▶ _Objective_: What is needed here is an exact copy of every entry.

▶ _Dataset excerpts on object pointing_:
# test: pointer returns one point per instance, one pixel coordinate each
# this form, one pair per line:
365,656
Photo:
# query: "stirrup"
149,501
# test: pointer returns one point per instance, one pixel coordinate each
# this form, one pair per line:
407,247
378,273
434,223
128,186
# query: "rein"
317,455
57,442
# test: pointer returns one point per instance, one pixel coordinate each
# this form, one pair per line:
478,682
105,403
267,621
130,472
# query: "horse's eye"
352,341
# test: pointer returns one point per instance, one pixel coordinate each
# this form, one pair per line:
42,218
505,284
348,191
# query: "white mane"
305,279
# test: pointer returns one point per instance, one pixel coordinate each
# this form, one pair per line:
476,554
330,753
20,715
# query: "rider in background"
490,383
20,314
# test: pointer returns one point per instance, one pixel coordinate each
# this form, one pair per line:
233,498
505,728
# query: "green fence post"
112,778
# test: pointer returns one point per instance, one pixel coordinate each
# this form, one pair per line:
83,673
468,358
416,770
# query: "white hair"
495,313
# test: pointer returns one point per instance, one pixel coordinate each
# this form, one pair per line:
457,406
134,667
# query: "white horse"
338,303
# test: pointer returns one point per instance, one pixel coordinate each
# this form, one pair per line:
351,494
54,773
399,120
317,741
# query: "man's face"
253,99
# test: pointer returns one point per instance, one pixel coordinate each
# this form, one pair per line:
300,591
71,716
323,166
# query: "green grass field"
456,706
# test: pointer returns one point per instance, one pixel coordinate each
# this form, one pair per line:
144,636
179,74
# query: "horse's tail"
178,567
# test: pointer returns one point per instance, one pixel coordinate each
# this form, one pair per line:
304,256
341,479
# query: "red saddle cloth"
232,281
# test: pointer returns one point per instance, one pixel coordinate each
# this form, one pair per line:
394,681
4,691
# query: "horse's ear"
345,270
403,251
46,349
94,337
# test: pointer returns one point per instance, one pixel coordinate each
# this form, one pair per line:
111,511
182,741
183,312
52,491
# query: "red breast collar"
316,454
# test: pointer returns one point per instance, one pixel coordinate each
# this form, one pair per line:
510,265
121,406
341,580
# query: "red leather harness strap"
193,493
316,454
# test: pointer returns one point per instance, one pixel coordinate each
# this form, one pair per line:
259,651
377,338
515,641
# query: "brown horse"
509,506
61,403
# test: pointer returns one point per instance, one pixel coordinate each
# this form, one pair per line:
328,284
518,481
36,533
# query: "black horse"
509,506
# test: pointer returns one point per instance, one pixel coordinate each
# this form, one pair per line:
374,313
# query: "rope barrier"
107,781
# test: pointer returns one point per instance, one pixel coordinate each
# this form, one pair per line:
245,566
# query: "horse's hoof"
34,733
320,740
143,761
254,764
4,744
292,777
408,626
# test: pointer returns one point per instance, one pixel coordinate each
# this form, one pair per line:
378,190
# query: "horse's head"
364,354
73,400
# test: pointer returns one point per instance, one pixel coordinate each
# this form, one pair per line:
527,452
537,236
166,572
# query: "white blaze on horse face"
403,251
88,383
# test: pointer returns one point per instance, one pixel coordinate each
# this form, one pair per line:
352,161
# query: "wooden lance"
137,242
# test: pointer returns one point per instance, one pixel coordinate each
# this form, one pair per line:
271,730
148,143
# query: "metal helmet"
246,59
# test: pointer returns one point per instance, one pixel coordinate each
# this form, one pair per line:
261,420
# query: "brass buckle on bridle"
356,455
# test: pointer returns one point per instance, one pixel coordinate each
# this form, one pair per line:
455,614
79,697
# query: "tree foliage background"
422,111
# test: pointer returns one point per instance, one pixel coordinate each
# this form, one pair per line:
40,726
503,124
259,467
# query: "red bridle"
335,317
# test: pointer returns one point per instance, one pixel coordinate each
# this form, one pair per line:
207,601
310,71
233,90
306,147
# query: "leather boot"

▶ _Reply to the exercise_:
# test: pointer returns one point per instance, one pixel coordinate each
# this form, one pair per line:
365,656
Photo:
# query: "stirrup"
149,501
# test: pointer returns one point per instance, one pixel coordinate each
# this form, one pair per line:
407,247
378,273
434,223
128,186
# query: "rein"
317,455
57,442
# test: pointer returns one point per instance, one pixel coordinate each
# this form, one pair per line:
478,682
105,403
267,621
130,472
# query: "horse's eye"
352,341
# test: pointer returns one point per instance, one pixel coordinate each
# this form, one pair per line:
42,218
505,284
348,191
# query: "white mane"
305,279
# test: pointer returns one point per instance, one pixel coordinate each
# this form, one pair per line:
476,554
330,753
20,715
# query: "rider in background"
490,383
20,314
# test: pointer returns one point per instance, one pixel coordinate each
# this form, one pair per line:
233,498
505,728
# query: "green fence post"
112,778
# test: pointer returns one point per instance, one pixel coordinate each
# this form, one pair per line:
83,673
468,358
416,770
# query: "white hair"
495,313
# test: pointer returns one point per instance, one pixel coordinate each
# this form, one pair per line:
457,406
134,667
# query: "white horse"
338,303
# test: pointer returns one point per instance, one pixel coordinate each
# this form, one pair per line:
351,494
54,773
399,120
317,741
# query: "man's face"
253,99
# test: pointer returns one point per instance, one pixel coordinate each
# this form, one pair per line:
300,591
71,716
323,166
# query: "green grass field"
456,706
# test: pointer returns one point per instance, one pixel coordinate each
# this form, one pair per line:
144,636
179,74
# query: "horse's tail"
178,567
# test: pointer returns one point per instance, one pixel coordinate each
# this form, one pair per line:
304,256
341,479
# query: "red saddle cloth"
232,281
# test: pointer returns one point per instance, one pixel coordinate each
# this form, one pair per line:
394,681
4,691
# query: "horse's ear"
345,270
403,251
46,349
94,337
# test: pointer returns one point per instance, one pixel coordinate each
# this form, one pair per line:
111,511
182,741
183,312
52,491
# query: "red breast collar"
316,454
# test: pointer returns one point per instance, one pixel coordinate each
# this form, one pair per line:
510,265
121,406
341,580
# query: "red leather harness strap"
193,493
316,454
# test: pointer returns one point per instance, one pixel coordinate each
# this form, one pair per line:
259,651
377,338
515,641
# query: "brown horse"
509,506
61,403
# test: pointer returns one point per instance, one pixel coordinate each
# this form, one pair per line:
328,284
518,481
36,533
# query: "black horse"
509,506
# test: pointer returns one point per instance, one pixel coordinate each
# this form, one pair per line:
374,313
# query: "rope barrier"
107,781
# test: pointer returns one point per instance, one pixel coordinate each
# this form, one pair per line:
245,566
# query: "horse's hoof"
34,733
320,740
143,761
254,764
4,744
292,777
408,626
# test: pointer returns one point per instance, one pixel coordinate each
# this form, one pair per line:
378,190
# query: "horse's head"
364,354
73,400
# test: pointer returns one point per instance, one pixel coordinate each
# this form, one pair per line:
527,452
537,236
166,572
# query: "white blaze on horse face"
403,251
88,383
# test: pointer returns one point per instance, one pixel coordinate each
# this form, one pair per line:
352,161
# query: "wooden lance"
137,242
# test: pointer returns one point per instance, one pixel coordinate each
# this form, one pair per line:
271,730
148,143
# query: "metal helmet"
246,59
# test: pointer returns one point per instance, one pixel coordinate each
# this form, one pair per line:
261,420
# query: "brass buckle on bridle"
356,455
# test: pointer returns one point per instance, one pixel coordinate each
# this form, one pair per line:
455,614
79,697
# query: "tree foliage background"
422,111
# test: pointer returns one point per instance, one pixel coordinate each
# this form, one pair per line:
40,726
503,124
259,467
# query: "red bridle"
335,317
# test: pointer returns one point per instance, one pixel coordinate each
# this form, one pair per line:
207,601
310,71
233,90
306,147
# query: "leather boot"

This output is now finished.